Tasks
- a) Decide whether each statement agrees with the blog post below. Answer yes or no for each, and quote the words of the post that settle it.
(i) The Deseret News article the friend pointed to was published in 2010.
(ii) The cartoon about Brigham Young ran in the Daily Universe in the early 2000s.
(iii) The man murdered in Helaman 9 was the Nephites' chief judge.
- b) Reproduce, word for word, the stretch of the blog post below from "Why I Believe: Evidence" through "the Deseret News.".

Selected excerpt

┄┄┄┄┄┄

Tuesday, October 18, 2016

Why I Believe: Evidence Forty-nine: “Zingers” in the Book of Mormon, Part 6: “stabbed by ... a garb of secrecy”©

101 Reasons Why I Believe Joseph Smith Was a Prophet

  Evidence Forty-nine: 
“Zingers” in the Book of Mormon, Part 6: 
“stabbed by ... a garb of secrecy”© 

A friend recently pointed me to an article in the Deseret News in 2010, which he said revealed another "zinger" in the Book of Mormon.  This column refers back to a 2003 article, so this information isn’t news today. However, in terms of my project on “101 Reasons Why I Believe Joseph Smith was a Prophet,” it has relevance. Moreover, there are many today who may not have seen the earlier versions. Rather than try to rewrite the story, I defer to Michael De Groote’s version in the Deseret News.
Critics of the Book of Mormon should be given some credit. Sometimes they are like a cartoon that ran in the Daily Universe [BYU's student newspaper] back in the early 1990s: Brigham Young is overlooking the Salt Lake Valley and points to where the temple will be built. “How do you know that is the right place?” his companion asks. “Because,” President Young replies, “there are a bunch of anti-Mormons down there protesting.” 
Critics look for the oddities, the weird things, the things that just don’t make any sense. Believing members of The Church of Jesus Christ of Latter-day Saints are less likely to notice these things because they are looking for the religious truths of the scriptures. 
Take the story in Helaman 9 where the Nephite’s chief judge is murdered “and did lie in his blood.” How is he killed? Verse 6 tells us he had been “stabbed by his brother by a garb of secrecy.” 
To many of the critics of the Book of Mormon, this was the ultimate howler. They say it shows Joseph Smith’s stupidity. Everybody knows a “garb” is not a weapon to kill somebody, let alone to have him bleed enough to “lie in his blood.” 
On and on they go. In one anti-Mormon book, this is the sole example given of the absurdity of the Book of Mormon and enough to dismiss the entire book as nonsense. One critic asks, “How can one be stabbed by a garb (garment)?” Another exclaims “What a hole it must have made in him.” Yet another marvels that “this remains uncorrected.” 
But, like a signpost, the critics have brought attention to another fascinating item in the Book of Mormon. An article in The FARMS Review by Matthew Roper and John A. Tvedtnes touched on this issue. 
The standard response to the criticism is that “by a garb of secrecy” is the same thing as saying in more familiar modern English the phrase “under a cloak of secrecy.” So, in other words, the judge was “stabbed by his brother under a cloak of secrecy.” 
And what do you stab with? A knife, sword or other sharp weapon. 
And how can you do this? By an open attack that everybody can see or by a covert operation hidden behind secrecy. 
It is a good thing the Book of Mormon doesn’t say the murder was an undercover operation. Critics may have talked how absurd it is to try to kill somebody doing surgery underneath a blanket.

┄┄┄┄┄┄

Input data

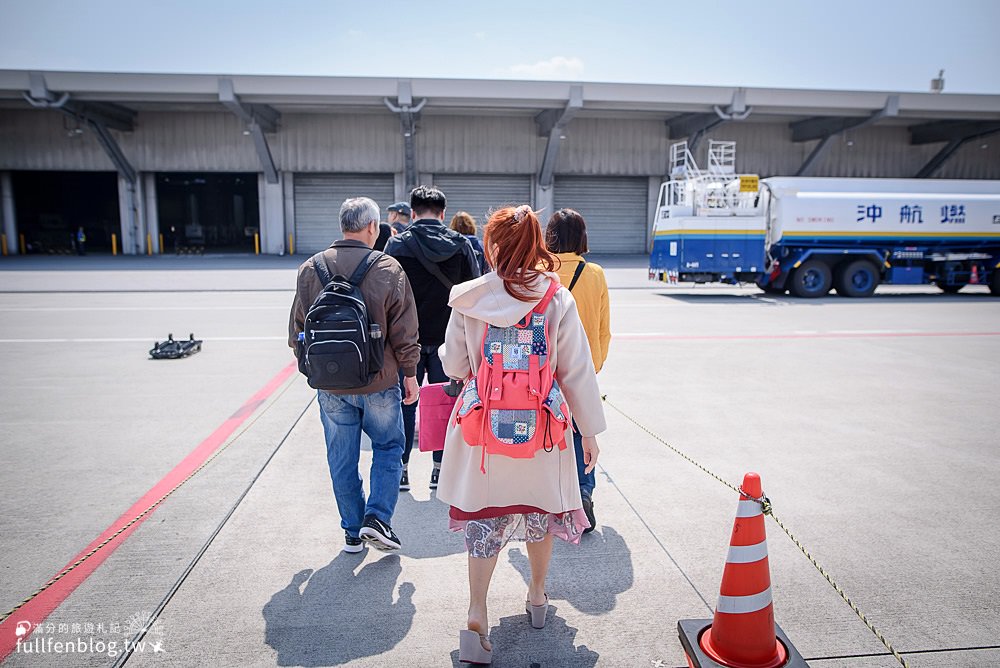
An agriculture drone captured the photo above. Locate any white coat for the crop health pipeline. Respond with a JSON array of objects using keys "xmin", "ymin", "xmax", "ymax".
[{"xmin": 437, "ymin": 273, "xmax": 607, "ymax": 514}]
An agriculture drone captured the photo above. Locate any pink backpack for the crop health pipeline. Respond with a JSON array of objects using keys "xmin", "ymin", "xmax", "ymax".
[{"xmin": 455, "ymin": 281, "xmax": 569, "ymax": 473}]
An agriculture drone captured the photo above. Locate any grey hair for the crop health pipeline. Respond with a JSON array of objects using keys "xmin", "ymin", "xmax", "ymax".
[{"xmin": 340, "ymin": 197, "xmax": 381, "ymax": 232}]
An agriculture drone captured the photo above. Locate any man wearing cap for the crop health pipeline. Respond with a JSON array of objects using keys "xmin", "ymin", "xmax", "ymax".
[{"xmin": 386, "ymin": 202, "xmax": 410, "ymax": 234}]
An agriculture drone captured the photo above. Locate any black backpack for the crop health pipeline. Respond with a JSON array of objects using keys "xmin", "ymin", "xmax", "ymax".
[{"xmin": 299, "ymin": 251, "xmax": 385, "ymax": 390}]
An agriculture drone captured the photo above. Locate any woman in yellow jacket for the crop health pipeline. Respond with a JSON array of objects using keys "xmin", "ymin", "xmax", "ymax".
[{"xmin": 545, "ymin": 209, "xmax": 611, "ymax": 533}]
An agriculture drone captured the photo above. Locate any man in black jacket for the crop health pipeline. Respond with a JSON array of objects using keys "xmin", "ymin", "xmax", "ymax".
[{"xmin": 385, "ymin": 186, "xmax": 479, "ymax": 492}]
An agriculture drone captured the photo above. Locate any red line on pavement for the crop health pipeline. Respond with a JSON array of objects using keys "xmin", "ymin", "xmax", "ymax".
[
  {"xmin": 612, "ymin": 332, "xmax": 1000, "ymax": 341},
  {"xmin": 0, "ymin": 362, "xmax": 296, "ymax": 662}
]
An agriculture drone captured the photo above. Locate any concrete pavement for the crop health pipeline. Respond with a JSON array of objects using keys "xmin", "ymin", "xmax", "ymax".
[{"xmin": 0, "ymin": 257, "xmax": 1000, "ymax": 666}]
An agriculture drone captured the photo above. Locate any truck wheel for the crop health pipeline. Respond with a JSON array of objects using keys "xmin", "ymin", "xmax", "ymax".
[
  {"xmin": 837, "ymin": 260, "xmax": 879, "ymax": 297},
  {"xmin": 934, "ymin": 281, "xmax": 965, "ymax": 295},
  {"xmin": 788, "ymin": 260, "xmax": 833, "ymax": 299}
]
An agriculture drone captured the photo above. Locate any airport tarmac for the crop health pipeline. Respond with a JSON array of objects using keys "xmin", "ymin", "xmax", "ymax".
[{"xmin": 0, "ymin": 256, "xmax": 1000, "ymax": 668}]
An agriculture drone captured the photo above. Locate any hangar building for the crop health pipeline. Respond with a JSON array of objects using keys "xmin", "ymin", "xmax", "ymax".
[{"xmin": 0, "ymin": 70, "xmax": 1000, "ymax": 254}]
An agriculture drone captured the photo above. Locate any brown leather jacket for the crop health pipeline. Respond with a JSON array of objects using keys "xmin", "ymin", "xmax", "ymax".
[{"xmin": 288, "ymin": 239, "xmax": 420, "ymax": 394}]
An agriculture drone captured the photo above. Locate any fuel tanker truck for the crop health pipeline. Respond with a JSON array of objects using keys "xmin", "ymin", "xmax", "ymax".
[{"xmin": 649, "ymin": 141, "xmax": 1000, "ymax": 298}]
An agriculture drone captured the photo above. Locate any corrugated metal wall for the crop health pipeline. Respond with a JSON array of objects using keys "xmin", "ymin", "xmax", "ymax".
[
  {"xmin": 553, "ymin": 176, "xmax": 649, "ymax": 253},
  {"xmin": 293, "ymin": 174, "xmax": 393, "ymax": 253},
  {"xmin": 0, "ymin": 110, "xmax": 1000, "ymax": 179}
]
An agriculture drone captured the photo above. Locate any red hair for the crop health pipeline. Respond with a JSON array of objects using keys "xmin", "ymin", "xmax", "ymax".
[{"xmin": 483, "ymin": 204, "xmax": 558, "ymax": 302}]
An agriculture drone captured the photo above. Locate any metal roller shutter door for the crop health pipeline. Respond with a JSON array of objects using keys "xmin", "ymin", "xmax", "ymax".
[
  {"xmin": 294, "ymin": 174, "xmax": 396, "ymax": 253},
  {"xmin": 553, "ymin": 176, "xmax": 649, "ymax": 253},
  {"xmin": 434, "ymin": 174, "xmax": 531, "ymax": 228}
]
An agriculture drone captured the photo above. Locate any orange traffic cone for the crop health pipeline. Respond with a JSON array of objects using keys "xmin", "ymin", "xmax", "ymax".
[{"xmin": 677, "ymin": 473, "xmax": 806, "ymax": 668}]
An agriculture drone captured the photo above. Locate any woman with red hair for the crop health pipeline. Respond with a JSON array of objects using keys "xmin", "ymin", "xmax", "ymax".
[{"xmin": 438, "ymin": 205, "xmax": 606, "ymax": 663}]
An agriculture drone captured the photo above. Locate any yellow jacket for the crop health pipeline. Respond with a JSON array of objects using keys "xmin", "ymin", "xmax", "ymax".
[{"xmin": 556, "ymin": 253, "xmax": 611, "ymax": 371}]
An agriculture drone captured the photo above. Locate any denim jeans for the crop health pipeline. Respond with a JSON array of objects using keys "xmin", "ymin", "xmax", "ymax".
[
  {"xmin": 399, "ymin": 346, "xmax": 448, "ymax": 466},
  {"xmin": 573, "ymin": 420, "xmax": 597, "ymax": 499},
  {"xmin": 318, "ymin": 385, "xmax": 403, "ymax": 537}
]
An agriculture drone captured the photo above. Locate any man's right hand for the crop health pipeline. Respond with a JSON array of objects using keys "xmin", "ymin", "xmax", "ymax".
[{"xmin": 403, "ymin": 376, "xmax": 420, "ymax": 406}]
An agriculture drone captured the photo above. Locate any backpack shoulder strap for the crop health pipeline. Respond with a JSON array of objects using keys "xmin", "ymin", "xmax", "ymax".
[
  {"xmin": 531, "ymin": 281, "xmax": 562, "ymax": 313},
  {"xmin": 347, "ymin": 250, "xmax": 385, "ymax": 287},
  {"xmin": 310, "ymin": 251, "xmax": 333, "ymax": 288},
  {"xmin": 402, "ymin": 233, "xmax": 455, "ymax": 290},
  {"xmin": 567, "ymin": 257, "xmax": 587, "ymax": 292}
]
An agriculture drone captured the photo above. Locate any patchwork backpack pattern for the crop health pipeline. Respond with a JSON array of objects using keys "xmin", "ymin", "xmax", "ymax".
[{"xmin": 456, "ymin": 281, "xmax": 569, "ymax": 472}]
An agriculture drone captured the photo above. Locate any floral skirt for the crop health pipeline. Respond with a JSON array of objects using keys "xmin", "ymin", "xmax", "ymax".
[{"xmin": 448, "ymin": 508, "xmax": 590, "ymax": 559}]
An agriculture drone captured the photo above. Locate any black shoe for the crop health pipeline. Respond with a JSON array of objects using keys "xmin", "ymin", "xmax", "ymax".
[
  {"xmin": 361, "ymin": 515, "xmax": 401, "ymax": 552},
  {"xmin": 344, "ymin": 531, "xmax": 365, "ymax": 554},
  {"xmin": 583, "ymin": 496, "xmax": 597, "ymax": 533}
]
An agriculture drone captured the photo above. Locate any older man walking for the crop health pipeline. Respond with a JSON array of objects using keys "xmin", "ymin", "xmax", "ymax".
[{"xmin": 288, "ymin": 197, "xmax": 420, "ymax": 552}]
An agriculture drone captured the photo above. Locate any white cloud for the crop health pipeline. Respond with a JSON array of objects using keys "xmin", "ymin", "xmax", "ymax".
[{"xmin": 504, "ymin": 56, "xmax": 583, "ymax": 79}]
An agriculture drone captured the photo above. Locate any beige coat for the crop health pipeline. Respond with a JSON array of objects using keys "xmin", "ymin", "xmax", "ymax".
[{"xmin": 437, "ymin": 273, "xmax": 606, "ymax": 513}]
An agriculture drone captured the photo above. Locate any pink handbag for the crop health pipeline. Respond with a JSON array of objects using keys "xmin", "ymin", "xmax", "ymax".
[{"xmin": 417, "ymin": 383, "xmax": 461, "ymax": 452}]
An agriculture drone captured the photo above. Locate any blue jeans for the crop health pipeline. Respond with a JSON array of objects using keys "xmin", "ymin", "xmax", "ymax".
[
  {"xmin": 318, "ymin": 385, "xmax": 403, "ymax": 538},
  {"xmin": 399, "ymin": 346, "xmax": 448, "ymax": 466},
  {"xmin": 573, "ymin": 420, "xmax": 597, "ymax": 499}
]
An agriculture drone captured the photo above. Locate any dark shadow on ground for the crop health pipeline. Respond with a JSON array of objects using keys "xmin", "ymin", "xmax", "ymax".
[
  {"xmin": 654, "ymin": 291, "xmax": 997, "ymax": 307},
  {"xmin": 451, "ymin": 605, "xmax": 601, "ymax": 668},
  {"xmin": 508, "ymin": 526, "xmax": 634, "ymax": 615},
  {"xmin": 263, "ymin": 552, "xmax": 416, "ymax": 666},
  {"xmin": 392, "ymin": 490, "xmax": 465, "ymax": 559}
]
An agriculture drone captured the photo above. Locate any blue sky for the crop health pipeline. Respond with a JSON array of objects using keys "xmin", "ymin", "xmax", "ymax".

┄┄┄┄┄┄

Numbered responses
- a)
(i) Yes: "an article in the Deseret News in 2010"
(ii) No: "back in the early 1990s"
(iii) Yes: "the Nephite’s chief judge is murdered"

- b)
Why I Believe: Evidence Forty-nine: “Zingers” in the Book of Mormon, Part 6: “stabbed by ... a garb of secrecy”©

101 Reasons Why I Believe Joseph Smith Was a Prophet

  Evidence Forty-nine: 
“Zingers” in the Book of Mormon, Part 6: 
“stabbed by ... a garb of secrecy”© 

A friend recently pointed me to an article in the Deseret News in 2010, which he said revealed another "zinger" in the Book of Mormon.  This column refers back to a 2003 article, so this information isn’t news today. However, in terms of my project on “101 Reasons Why I Believe Joseph Smith was a Prophet,” it has relevance. Moreover, there are many today who may not have seen the earlier versions. Rather than try to rewrite the story, I defer to Michael De Groote’s version in the Deseret News.